Task details:
All lines in the data below carrying the string "wall" are to be located and copied.

Dataset records:

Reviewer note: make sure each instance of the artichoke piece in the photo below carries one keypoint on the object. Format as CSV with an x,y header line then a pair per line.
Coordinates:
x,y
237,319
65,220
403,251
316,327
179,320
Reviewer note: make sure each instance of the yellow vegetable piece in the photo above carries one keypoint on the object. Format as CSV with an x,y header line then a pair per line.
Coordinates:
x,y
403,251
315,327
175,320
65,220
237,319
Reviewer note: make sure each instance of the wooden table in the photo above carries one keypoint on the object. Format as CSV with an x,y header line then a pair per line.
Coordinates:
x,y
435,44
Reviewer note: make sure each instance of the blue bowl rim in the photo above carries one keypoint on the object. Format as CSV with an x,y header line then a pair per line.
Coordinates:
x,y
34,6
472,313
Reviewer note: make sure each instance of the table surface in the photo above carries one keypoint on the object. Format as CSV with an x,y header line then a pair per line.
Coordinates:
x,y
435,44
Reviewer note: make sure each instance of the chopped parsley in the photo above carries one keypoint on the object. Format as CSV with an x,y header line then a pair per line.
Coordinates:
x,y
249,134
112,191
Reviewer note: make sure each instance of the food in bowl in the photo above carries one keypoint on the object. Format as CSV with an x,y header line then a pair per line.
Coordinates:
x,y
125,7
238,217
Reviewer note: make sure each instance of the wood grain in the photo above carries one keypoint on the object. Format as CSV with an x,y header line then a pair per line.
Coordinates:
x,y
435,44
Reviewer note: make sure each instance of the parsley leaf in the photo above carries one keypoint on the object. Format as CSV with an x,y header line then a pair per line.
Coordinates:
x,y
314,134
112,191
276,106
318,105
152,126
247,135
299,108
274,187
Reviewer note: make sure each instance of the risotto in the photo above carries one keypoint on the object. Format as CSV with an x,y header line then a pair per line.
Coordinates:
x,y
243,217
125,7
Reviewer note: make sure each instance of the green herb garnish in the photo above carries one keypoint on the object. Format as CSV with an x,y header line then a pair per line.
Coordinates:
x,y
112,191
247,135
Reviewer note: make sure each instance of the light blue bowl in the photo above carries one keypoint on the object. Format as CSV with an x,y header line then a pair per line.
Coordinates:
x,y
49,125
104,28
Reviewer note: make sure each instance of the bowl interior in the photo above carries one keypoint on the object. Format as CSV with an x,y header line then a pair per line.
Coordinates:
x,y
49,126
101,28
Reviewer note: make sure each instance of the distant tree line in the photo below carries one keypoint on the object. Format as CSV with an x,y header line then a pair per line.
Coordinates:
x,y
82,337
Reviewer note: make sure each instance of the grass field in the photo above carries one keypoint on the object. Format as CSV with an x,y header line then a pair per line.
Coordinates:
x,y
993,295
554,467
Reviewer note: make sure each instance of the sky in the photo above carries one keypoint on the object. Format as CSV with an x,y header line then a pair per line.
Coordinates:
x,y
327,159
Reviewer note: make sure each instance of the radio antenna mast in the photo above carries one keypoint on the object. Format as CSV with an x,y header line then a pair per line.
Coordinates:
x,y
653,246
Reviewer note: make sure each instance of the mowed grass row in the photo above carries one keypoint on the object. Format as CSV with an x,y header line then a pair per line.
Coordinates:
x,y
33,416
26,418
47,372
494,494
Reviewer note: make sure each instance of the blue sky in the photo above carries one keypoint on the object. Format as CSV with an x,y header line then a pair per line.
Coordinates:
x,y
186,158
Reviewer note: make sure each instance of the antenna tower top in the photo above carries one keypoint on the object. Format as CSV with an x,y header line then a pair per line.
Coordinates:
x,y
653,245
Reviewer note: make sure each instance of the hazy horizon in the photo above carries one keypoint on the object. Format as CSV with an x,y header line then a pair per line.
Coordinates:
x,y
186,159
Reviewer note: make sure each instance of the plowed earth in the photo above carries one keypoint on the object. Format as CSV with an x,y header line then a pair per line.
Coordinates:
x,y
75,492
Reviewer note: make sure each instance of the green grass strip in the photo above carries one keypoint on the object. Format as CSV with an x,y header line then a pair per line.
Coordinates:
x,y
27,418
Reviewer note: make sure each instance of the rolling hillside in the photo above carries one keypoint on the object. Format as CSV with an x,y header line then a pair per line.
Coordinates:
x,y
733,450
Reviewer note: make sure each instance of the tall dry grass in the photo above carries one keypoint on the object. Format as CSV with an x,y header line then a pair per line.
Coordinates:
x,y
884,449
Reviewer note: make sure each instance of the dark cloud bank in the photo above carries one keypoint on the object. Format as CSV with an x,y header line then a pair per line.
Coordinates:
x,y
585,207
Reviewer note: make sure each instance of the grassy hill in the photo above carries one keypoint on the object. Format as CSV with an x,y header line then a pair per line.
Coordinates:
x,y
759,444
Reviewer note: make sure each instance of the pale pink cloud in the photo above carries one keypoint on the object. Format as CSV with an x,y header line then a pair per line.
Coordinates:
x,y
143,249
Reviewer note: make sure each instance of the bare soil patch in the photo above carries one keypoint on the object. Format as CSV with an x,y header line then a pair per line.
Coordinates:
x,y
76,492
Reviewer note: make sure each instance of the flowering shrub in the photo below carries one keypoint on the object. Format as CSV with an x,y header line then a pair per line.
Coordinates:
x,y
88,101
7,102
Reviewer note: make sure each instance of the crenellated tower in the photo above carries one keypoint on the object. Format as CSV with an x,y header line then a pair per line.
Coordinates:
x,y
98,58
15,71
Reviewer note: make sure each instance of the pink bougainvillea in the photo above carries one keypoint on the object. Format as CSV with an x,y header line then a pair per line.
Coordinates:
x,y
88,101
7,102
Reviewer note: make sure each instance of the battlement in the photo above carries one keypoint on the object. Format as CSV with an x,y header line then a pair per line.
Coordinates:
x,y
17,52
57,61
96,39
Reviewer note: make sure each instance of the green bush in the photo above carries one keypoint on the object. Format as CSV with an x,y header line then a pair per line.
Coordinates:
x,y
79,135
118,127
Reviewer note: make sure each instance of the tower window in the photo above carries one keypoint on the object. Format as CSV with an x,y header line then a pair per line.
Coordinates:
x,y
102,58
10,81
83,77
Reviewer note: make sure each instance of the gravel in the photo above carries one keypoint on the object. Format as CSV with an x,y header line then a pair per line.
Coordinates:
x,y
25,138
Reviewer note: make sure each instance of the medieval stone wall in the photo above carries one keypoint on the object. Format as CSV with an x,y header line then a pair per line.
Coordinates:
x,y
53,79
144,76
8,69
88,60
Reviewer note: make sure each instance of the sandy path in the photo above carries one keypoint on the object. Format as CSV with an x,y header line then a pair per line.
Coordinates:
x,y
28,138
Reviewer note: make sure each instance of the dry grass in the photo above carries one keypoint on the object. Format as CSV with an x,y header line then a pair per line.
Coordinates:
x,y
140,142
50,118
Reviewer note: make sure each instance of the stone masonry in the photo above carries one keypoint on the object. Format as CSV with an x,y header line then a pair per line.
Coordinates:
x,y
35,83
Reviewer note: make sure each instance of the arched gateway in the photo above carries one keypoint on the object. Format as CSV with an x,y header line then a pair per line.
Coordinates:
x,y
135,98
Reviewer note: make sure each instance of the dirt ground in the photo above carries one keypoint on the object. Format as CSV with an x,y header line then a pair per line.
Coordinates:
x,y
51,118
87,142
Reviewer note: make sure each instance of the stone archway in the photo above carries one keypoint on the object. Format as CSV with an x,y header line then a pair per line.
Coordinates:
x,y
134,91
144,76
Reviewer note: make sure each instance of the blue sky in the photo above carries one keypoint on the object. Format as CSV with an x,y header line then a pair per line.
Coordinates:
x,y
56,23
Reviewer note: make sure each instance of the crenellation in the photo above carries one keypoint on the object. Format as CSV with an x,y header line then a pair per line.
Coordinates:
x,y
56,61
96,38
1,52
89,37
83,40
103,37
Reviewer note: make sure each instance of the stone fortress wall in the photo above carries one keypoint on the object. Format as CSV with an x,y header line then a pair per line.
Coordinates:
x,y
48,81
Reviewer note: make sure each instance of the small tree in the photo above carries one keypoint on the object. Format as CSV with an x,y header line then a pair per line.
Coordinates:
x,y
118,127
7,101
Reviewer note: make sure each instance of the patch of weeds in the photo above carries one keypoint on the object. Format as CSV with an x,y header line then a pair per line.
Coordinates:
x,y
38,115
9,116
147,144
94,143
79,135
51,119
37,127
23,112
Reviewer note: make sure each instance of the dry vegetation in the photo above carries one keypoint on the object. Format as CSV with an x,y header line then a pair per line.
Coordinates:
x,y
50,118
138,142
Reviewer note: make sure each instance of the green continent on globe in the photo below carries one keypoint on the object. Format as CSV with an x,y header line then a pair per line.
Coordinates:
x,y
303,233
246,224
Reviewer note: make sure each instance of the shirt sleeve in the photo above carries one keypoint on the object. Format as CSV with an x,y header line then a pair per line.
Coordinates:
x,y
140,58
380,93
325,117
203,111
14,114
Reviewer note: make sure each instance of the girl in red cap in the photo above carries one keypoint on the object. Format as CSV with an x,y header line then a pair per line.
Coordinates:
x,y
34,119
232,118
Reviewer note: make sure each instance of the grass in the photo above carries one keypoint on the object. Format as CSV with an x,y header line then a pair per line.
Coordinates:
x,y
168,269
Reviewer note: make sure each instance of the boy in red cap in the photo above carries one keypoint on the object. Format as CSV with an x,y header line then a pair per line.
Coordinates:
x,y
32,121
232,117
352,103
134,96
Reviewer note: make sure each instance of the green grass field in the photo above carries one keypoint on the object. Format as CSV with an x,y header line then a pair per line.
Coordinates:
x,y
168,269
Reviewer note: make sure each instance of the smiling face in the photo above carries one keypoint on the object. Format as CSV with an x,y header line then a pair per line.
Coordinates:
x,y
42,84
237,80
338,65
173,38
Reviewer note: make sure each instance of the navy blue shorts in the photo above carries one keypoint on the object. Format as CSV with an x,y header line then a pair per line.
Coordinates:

Answer box:
Reviewer note: make sure each instance of the medieval stone wall in the photo above carries one keypoint on the object. Format as CSV with an x,y header line then a pair per line.
Reviewer note: make sure each instance of the stone fortress wall in the photo above carries one keypoint on the object. Format as CSV with an x,y header line then a pair per line.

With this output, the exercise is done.